Convert the lines of the data below, from the line containing "Task: indicate one point on every instance of the right" through the end of the data, into a JSON list of strings with one string per line, omitting blank lines.

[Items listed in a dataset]
=====
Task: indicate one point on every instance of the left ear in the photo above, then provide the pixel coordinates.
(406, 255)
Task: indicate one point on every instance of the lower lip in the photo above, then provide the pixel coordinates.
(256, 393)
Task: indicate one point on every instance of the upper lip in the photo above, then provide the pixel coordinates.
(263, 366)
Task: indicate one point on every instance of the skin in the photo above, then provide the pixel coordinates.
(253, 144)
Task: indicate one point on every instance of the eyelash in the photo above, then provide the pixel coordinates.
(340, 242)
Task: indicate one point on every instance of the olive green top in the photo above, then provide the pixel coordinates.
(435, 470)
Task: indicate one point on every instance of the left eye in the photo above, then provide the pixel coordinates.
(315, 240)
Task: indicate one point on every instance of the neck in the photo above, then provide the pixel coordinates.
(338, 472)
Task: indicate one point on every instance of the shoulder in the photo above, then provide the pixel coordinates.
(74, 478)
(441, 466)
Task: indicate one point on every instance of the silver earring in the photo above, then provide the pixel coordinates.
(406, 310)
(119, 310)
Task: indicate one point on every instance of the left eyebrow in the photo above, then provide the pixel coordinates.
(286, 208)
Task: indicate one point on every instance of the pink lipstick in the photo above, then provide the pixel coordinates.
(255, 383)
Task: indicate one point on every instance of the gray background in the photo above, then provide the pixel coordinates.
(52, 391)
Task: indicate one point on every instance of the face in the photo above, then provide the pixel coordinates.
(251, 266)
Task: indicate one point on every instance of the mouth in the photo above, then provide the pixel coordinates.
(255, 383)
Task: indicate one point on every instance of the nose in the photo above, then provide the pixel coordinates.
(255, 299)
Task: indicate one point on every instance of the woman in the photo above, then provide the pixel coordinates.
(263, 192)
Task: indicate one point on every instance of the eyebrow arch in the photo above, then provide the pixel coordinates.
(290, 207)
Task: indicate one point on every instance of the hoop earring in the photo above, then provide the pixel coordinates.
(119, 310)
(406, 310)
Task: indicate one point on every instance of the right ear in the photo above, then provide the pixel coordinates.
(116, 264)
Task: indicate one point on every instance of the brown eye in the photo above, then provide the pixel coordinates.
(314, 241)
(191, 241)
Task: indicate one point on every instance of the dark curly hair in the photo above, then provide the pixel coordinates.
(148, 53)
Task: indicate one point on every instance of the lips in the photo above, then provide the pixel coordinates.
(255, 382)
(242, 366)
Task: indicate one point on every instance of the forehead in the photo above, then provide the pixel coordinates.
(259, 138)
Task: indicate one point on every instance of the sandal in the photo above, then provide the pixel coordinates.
=====
» SOLUTION TO THE PROBLEM
[
  "Task: indicate one point on every instance of the right ear in the photo above, then provide the pixel coordinates.",
  "(116, 264)",
  "Task: indicate one point on every instance of the brown eye in the photo above, then provide the pixel coordinates.",
  "(314, 241)",
  "(191, 241)",
  "Task: indicate one point on every instance of the dark curly hair in the photo above, then provide the pixel coordinates.",
  "(148, 53)",
  "Task: indicate one point on every instance of the lips in the photo above, then provide the pixel coordinates.",
  "(255, 382)",
  "(242, 366)",
  "Task: indicate one point on every instance of the forehead in the photo above, then provide the pixel coordinates.",
  "(259, 138)",
  "Task: indicate one point on every instance of the sandal in the photo above, then provide the pixel coordinates."
]